*** Block opens ***
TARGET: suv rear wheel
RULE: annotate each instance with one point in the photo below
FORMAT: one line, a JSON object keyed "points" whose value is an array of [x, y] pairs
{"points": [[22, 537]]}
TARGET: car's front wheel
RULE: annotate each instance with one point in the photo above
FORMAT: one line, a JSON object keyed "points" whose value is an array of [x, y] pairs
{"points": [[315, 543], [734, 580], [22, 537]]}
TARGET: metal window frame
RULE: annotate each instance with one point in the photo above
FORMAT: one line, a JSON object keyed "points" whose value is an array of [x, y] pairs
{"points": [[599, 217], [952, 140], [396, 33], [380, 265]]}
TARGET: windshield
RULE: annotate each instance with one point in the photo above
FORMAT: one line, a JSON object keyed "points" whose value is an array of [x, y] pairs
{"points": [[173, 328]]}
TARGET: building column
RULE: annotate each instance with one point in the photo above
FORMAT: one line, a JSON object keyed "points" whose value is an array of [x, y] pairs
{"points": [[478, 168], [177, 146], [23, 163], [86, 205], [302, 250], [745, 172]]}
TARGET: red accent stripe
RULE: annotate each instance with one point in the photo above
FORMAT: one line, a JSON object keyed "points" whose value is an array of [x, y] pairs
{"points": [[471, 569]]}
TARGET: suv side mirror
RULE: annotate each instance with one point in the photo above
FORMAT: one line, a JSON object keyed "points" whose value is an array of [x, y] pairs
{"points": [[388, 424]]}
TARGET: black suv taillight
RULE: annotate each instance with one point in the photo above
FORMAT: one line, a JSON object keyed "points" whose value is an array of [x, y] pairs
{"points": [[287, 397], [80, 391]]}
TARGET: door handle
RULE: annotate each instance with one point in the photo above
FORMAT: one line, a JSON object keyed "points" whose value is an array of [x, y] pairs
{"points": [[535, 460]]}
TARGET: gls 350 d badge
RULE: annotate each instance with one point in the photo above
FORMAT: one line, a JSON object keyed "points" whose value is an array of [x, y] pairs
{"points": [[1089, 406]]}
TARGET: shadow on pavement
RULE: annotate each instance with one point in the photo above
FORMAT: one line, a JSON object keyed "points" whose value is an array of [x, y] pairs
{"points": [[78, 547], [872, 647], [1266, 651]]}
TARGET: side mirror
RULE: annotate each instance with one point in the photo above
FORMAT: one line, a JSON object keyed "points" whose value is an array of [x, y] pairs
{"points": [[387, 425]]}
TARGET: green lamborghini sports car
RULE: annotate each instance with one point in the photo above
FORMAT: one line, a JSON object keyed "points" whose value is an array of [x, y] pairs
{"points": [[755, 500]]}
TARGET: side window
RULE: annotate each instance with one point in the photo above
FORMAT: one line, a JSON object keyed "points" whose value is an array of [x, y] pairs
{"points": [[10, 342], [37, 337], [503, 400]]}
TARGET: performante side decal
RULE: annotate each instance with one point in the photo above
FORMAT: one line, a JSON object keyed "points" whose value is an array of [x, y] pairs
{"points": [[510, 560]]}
*** Block closes ***
* _Activity_:
Retype each line above exactly as written.

* _Task result_:
TARGET: suv rear wheel
RULE: annotate each instance with one point in the photo below
FORMAT: one line, a JSON object keyed "points" whose value is an array of [x, y] pairs
{"points": [[22, 537]]}
TARGET: car's front wheel
RULE: annotate each instance with one point in the photo above
FORMAT: one line, a JSON object keyed "points" whose value is an array of [x, y] pairs
{"points": [[315, 543], [734, 580], [22, 537]]}
TARGET: metal window frame
RULE: annotate each instance with one point in the photo above
FORMAT: one line, a JSON object keyed "points" whose value is an array of [x, y] pairs
{"points": [[599, 217], [952, 140], [396, 33], [380, 265]]}
TARGET: windshield
RULE: annotate each instance with one point in the photo above
FORMAT: one line, a JSON object keyed "points" whose value is an array of [x, y] pairs
{"points": [[173, 328]]}
TARGET: building column
RULE: annotate each instance with one point in the photo above
FORMAT: one line, a JSON object keyed "points" whose value is an array of [x, y] pairs
{"points": [[478, 168], [177, 146], [23, 163], [86, 205], [302, 250], [745, 172]]}
TARGET: red accent stripe
RULE: annotate each instance with one point in the photo above
FORMAT: one line, a JSON object keyed "points" whose value is an array of [x, y] pairs
{"points": [[471, 569]]}
TARGET: suv side mirror
RULE: annotate each instance with one point in the photo above
FORMAT: one line, a JSON object keyed "points" whose value is an array of [x, y] pairs
{"points": [[388, 424]]}
TARGET: black suv taillight
RULE: annotate each instance with one point in the photo above
FORMAT: one line, a JSON object keyed "points" whose value is an array of [x, y] pairs
{"points": [[287, 397], [80, 391]]}
TARGET: door handle
RULE: annotate each instance with one point in the photo above
FORMAT: one line, a JSON object keyed "points" whose value is an array of [x, y] pairs
{"points": [[535, 460]]}
TARGET: gls 350 d badge
RULE: annotate each instance with one point in the photo above
FORMAT: one line, a JSON object keyed "points" whose value is an array of [x, y] pairs
{"points": [[1089, 406]]}
TARGET: shadow on pavement
RULE: annotate each instance with one point in the photo above
FORMAT: one line, a JSON object keyed "points" whose value is an array of [x, y] pairs
{"points": [[78, 547], [872, 647], [1266, 651]]}
TARGET: side mirror
RULE: annotate each instance with one point in the photo above
FORMAT: one line, a JSON object keyed "points" whose value is an array of [x, y] pairs
{"points": [[387, 425]]}
TARGET: green lamborghini sports car
RULE: annotate each instance with one point in the photo above
FORMAT: one line, a JSON object keyed "points" whose value is an array of [x, y] pairs
{"points": [[755, 500]]}
TARGET: side window
RULE: annotate each instance with one point in the photo above
FORMAT: one line, a JSON object keyed "points" whose value is an array of [x, y] pairs
{"points": [[10, 342], [37, 337], [503, 400]]}
TARGET: performante side decal
RULE: annotate each instance with one point in the photo above
FORMAT: one line, a JSON object keyed "points" whose value is an array of [x, y] pairs
{"points": [[510, 560]]}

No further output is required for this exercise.